> **Source**:
Less than 1 minute Minutes

UPDATED: 22 Dec 2023, 6:53 am

Life doesn’t always go according to plan. All too often, new opportunities pop up when least expected. That was certainly true for Nicole Yiu, the chef garde manger (or ‘cold food’ chef) at the Grand Lisboa Hotel’s three-Michelin-starred Robuchon au Dôme, who found her way from sociology to the culinary arts. In this instalment of “Know Your Chef”, we spoke with the 26-year-old chef to learn all about her personal and professional journey:  

The early days: Born and raised in Macao, Yiu says she’s always been a “foodie” who loves trying anything and everything. Her mother had a penchant for cooking a range of Asian and Western cuisines, which exposed Yiu to a kaleidoscope of flavours throughout her youth.

The young chef became “enthusiastic about cooking” while pursuing a sociology degree four years ago at the University of California, Los Angeles (UCLA). “During my years studying, I developed my cooking skills because I had to learn how to cook for myself,” she recalls.

> **Material shown**:
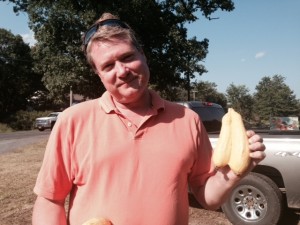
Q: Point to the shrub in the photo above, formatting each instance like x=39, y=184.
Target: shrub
x=24, y=120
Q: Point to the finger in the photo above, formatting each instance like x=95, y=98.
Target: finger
x=258, y=155
x=255, y=138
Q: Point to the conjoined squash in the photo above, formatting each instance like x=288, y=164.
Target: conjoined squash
x=232, y=147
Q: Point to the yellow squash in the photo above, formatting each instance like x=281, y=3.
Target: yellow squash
x=232, y=147
x=97, y=221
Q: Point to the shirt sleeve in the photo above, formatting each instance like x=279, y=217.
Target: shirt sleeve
x=203, y=167
x=55, y=180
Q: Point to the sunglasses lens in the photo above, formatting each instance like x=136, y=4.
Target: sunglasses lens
x=90, y=33
x=109, y=22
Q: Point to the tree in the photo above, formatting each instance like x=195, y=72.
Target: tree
x=17, y=79
x=207, y=91
x=274, y=98
x=241, y=100
x=160, y=24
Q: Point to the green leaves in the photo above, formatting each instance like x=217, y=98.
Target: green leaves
x=17, y=79
x=173, y=58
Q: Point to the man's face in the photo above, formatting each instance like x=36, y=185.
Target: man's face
x=122, y=69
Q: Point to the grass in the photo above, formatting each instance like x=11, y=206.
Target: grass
x=4, y=128
x=18, y=172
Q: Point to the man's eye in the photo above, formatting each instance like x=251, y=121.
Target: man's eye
x=128, y=58
x=108, y=67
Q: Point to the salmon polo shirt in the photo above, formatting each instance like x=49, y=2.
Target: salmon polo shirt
x=129, y=175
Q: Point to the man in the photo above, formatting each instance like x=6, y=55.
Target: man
x=128, y=156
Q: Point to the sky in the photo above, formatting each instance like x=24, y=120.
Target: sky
x=258, y=38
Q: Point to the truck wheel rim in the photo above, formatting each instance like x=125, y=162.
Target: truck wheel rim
x=249, y=203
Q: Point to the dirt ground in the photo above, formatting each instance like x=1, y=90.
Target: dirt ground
x=18, y=171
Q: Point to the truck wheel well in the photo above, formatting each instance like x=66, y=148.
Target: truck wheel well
x=272, y=173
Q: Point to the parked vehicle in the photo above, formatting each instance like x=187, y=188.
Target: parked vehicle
x=46, y=122
x=261, y=197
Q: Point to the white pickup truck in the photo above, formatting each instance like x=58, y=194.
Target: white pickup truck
x=46, y=122
x=261, y=197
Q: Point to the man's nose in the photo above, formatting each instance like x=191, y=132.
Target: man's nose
x=121, y=69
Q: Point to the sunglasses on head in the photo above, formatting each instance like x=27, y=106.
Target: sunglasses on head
x=93, y=29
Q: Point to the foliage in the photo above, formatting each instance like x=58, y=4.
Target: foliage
x=17, y=79
x=274, y=98
x=241, y=100
x=24, y=120
x=4, y=128
x=173, y=58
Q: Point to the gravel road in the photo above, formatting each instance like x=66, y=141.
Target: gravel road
x=15, y=140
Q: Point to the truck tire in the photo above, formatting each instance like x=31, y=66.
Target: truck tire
x=255, y=201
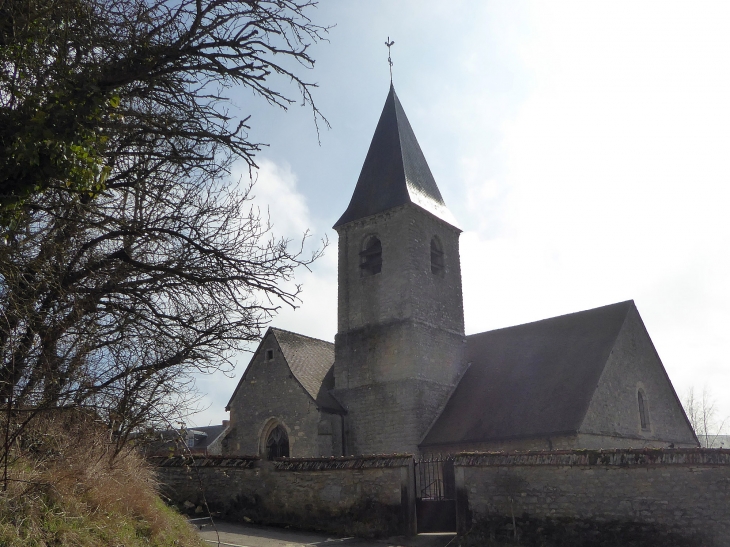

> **Directions**:
• a. According to the chef profile, what degree was Nicole Yiu pursuing at UCLA?
• b. Reproduce word for word the part of the chef profile starting at "Less than 1" and ending at "throughout her youth.".
Rely only on the chef profile, not on the entries.

> **Task solutions**:
• a. A sociology degree.

• b.
Less than 1 minute Minutes

UPDATED: 22 Dec 2023, 6:53 am

Life doesn’t always go according to plan. All too often, new opportunities pop up when least expected. That was certainly true for Nicole Yiu, the chef garde manger (or ‘cold food’ chef) at the Grand Lisboa Hotel’s three-Michelin-starred Robuchon au Dôme, who found her way from sociology to the culinary arts. In this instalment of “Know Your Chef”, we spoke with the 26-year-old chef to learn all about her personal and professional journey:  

The early days: Born and raised in Macao, Yiu says she’s always been a “foodie” who loves trying anything and everything. Her mother had a penchant for cooking a range of Asian and Western cuisines, which exposed Yiu to a kaleidoscope of flavours throughout her youth.